Work instructions: Copy out only those lines running from the line with "Task: point out every instance of the orange" to the end of the listing, keeping each one exactly as it is.

>> begin Dataset rows

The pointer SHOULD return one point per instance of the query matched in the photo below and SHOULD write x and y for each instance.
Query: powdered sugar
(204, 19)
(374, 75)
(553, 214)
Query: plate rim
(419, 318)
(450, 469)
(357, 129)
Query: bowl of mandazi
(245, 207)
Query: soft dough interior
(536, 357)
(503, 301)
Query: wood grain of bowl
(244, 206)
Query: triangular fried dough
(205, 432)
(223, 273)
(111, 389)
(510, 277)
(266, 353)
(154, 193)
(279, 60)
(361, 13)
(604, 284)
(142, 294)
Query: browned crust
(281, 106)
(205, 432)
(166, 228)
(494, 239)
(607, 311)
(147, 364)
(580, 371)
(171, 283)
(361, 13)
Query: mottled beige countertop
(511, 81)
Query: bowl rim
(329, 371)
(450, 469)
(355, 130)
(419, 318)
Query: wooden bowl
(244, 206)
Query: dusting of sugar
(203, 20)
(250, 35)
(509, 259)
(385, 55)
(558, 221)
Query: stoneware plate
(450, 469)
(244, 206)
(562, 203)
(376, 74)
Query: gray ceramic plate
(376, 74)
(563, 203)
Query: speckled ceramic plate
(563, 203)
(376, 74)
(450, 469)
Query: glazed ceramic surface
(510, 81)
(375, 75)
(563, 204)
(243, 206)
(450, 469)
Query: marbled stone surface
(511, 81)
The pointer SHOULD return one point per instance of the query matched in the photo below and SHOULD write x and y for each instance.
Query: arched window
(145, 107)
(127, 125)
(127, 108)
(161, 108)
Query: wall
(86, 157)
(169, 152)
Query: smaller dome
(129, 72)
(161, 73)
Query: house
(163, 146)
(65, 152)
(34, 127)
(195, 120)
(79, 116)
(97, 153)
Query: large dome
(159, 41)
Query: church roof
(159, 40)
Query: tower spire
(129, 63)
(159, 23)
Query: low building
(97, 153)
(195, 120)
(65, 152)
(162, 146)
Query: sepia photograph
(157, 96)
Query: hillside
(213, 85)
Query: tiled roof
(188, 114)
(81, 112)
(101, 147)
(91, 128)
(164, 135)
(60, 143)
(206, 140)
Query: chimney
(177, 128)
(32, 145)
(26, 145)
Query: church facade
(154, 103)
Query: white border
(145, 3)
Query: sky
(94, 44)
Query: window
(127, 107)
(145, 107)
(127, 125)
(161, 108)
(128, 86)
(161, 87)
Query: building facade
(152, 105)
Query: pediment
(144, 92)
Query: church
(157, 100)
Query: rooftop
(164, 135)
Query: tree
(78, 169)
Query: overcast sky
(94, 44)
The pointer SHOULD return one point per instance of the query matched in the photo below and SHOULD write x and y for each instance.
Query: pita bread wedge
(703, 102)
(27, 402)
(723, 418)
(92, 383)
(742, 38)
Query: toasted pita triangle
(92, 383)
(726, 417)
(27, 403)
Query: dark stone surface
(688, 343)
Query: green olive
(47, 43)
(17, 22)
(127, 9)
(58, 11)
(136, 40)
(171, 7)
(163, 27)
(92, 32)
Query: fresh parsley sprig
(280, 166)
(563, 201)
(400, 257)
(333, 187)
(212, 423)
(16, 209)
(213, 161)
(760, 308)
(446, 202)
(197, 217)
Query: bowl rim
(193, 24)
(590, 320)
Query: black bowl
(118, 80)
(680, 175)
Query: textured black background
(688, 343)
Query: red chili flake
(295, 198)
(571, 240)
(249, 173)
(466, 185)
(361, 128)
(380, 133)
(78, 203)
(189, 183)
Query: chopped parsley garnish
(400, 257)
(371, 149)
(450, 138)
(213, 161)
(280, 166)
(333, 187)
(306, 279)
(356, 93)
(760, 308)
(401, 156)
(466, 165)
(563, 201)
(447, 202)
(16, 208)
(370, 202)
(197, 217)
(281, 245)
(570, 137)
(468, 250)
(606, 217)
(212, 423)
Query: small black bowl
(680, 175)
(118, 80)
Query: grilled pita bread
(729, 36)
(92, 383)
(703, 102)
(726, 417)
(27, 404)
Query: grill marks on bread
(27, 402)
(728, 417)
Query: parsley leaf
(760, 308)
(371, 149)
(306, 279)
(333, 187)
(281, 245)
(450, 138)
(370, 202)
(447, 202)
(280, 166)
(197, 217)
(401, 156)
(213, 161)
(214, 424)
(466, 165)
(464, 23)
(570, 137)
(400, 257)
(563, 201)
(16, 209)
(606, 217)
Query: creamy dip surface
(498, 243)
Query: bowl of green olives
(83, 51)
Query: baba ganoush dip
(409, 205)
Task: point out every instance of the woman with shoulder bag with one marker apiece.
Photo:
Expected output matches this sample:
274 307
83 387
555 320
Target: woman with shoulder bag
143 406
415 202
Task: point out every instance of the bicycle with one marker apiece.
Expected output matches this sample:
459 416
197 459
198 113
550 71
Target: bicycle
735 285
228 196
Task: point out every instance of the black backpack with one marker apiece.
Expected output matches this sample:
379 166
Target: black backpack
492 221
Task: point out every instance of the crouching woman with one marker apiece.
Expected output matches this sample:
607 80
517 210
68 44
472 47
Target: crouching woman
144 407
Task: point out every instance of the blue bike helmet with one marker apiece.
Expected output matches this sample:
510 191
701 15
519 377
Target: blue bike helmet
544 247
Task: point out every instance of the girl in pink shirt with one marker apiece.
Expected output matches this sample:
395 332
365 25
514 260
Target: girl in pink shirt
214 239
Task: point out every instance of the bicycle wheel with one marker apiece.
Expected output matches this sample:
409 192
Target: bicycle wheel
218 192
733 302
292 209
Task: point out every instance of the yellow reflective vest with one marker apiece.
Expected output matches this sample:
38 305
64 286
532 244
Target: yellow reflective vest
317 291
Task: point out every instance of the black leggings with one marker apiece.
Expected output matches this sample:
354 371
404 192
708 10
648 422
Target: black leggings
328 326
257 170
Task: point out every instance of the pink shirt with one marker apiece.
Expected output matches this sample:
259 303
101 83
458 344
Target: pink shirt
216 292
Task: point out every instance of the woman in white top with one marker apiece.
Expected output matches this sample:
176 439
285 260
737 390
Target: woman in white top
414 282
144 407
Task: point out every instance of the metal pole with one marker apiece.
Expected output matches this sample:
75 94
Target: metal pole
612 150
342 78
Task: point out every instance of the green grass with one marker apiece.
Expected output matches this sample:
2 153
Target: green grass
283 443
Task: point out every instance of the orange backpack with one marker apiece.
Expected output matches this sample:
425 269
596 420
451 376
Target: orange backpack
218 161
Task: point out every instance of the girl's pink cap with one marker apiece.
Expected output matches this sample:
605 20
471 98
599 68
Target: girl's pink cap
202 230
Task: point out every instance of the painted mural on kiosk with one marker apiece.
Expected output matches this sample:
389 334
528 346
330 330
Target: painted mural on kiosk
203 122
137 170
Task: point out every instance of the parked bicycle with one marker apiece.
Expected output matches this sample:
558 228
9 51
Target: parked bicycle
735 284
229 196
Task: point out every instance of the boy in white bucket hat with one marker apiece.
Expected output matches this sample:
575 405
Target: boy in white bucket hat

>> end Dataset rows

Exercise solution:
Task: point out every instance of the orange backpack with one marker apiece.
Expected output matches this sample:
425 269
596 420
451 376
Target: orange backpack
218 161
Task: point out every instance of the girl's pink cap with one marker apiece.
Expected output matches this sample:
605 20
471 98
599 68
Target: girl's pink cap
202 230
Task: point out every instance of the painted mural on kiosk with one marker apiece.
Expected output matches this sample:
389 334
528 346
330 330
Target: painted mural on kiosk
203 122
137 170
Task: point out every instance of the parked bicycle with one marker apiece.
Expected output matches this sample:
558 228
9 51
Target: parked bicycle
735 284
229 196
Task: point out every instance of the boy in white bucket hat with one marker apiece.
Expected output matches this sample:
575 405
Target: boy in white bucket hat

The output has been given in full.